TASK TO CARRY OUT
If anything in the data looks odd, keep it anyway and write the whole listing out unchanged.

####################

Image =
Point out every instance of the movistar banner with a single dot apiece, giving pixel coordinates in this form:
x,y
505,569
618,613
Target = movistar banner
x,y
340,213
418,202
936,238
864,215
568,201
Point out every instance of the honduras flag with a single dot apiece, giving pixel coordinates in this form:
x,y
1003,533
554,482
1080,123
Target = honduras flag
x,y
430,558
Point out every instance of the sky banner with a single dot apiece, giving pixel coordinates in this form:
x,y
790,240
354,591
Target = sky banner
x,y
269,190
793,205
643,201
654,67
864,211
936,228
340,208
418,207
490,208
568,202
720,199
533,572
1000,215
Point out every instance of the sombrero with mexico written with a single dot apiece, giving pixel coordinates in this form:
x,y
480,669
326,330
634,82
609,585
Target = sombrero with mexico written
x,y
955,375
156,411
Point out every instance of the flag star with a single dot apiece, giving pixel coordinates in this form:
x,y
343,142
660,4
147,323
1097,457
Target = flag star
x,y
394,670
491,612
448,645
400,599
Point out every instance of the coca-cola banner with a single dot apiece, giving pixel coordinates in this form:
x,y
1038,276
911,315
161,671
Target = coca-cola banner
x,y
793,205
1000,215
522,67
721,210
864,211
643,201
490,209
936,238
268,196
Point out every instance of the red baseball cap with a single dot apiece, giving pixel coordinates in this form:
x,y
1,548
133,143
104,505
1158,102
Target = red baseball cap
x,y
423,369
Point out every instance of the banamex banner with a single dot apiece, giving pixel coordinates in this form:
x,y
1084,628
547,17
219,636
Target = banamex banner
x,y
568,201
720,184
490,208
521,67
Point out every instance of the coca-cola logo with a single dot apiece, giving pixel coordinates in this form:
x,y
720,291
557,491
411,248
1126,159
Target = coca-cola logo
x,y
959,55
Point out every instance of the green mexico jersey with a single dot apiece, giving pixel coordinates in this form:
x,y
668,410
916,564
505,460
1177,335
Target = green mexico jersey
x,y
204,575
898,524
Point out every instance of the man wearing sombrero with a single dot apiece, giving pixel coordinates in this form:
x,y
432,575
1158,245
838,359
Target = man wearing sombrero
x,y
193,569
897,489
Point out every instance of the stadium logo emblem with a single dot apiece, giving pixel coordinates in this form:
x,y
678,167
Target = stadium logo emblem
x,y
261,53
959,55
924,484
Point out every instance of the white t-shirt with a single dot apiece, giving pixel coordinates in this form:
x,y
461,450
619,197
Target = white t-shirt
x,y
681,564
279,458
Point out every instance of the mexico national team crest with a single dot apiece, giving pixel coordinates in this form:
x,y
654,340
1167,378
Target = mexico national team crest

####################

SOLUTION FOR THIS PROBLEM
Image =
Point out every instance of the movistar banner with a single dot apiece, giving pixel coordinates in this form:
x,y
505,569
618,613
Target = movistar banner
x,y
340,213
418,202
936,238
864,215
568,201
Point out every instance of the honduras flag with a single dot apiece, giving pixel coordinates in this form:
x,y
1003,533
554,482
1080,123
Target = honduras flag
x,y
430,558
Point out every instance of the sky banner with a single dot apiece, giving pixel coordinates in this form:
x,y
790,240
354,591
Target = sky banner
x,y
269,190
793,205
643,201
654,67
864,211
936,228
340,208
418,207
490,208
568,202
720,199
533,572
1000,215
Point out every instance of the sombrero with mexico written with a single dot apiece, giving pixel coordinates in this form:
x,y
480,669
326,330
634,82
609,585
Target = sombrero with mexico written
x,y
955,375
156,411
Point out every instance of the flag star with a single dot apiece, giving pixel coordinates in this form:
x,y
343,142
660,4
147,323
1097,457
Target = flag star
x,y
394,670
491,612
448,645
400,599
Point out every instance of the coca-cola banner with a single dot apiece, giving pixel coordinates in this form:
x,y
1038,276
911,315
161,671
Target = coca-cola banner
x,y
793,205
1000,215
522,67
721,210
864,211
643,201
490,209
936,238
268,196
Point out every instance of the red baseball cap with a single dot apiece, giving pixel coordinates in this form:
x,y
1,548
133,143
104,505
1158,102
Target = red baseball cap
x,y
423,369
Point out every instance of the banamex banner with a single dot apiece, giving pixel coordinates in this form:
x,y
1084,628
547,17
219,636
Target = banamex banner
x,y
568,201
720,184
490,208
521,67
Point out every instance of the coca-cola logo with a single dot apiece, giving pixel coordinates in this form:
x,y
720,291
557,491
411,248
1126,159
Target = coca-cola logo
x,y
959,55
Point out every instance of the green mexico jersey with a single dot apiece, giving pixel coordinates in this form:
x,y
668,410
916,564
505,460
1177,335
Target = green mexico jersey
x,y
204,575
898,524
Point out every instance of the man wearing sombrero with a single dot apiece, giving pixel coordinates in this form:
x,y
432,575
1158,245
838,359
Target = man wearing sombrero
x,y
193,569
897,489
Point out every instance of the stadium logo emblem with a single dot apiece, giving pixel coordinates in this form:
x,y
678,167
Target = stadium logo emblem
x,y
261,53
959,55
924,484
Point out every instance of the white t-shirt with a single dot apiece, giving pixel coordinates in this form:
x,y
461,450
619,197
Target = white t-shirt
x,y
681,564
279,458
Point out every instance of the mexico national team crest with a single dot apiece, giving pixel coordinates in this form:
x,y
654,340
1167,378
Target = mexico national team crest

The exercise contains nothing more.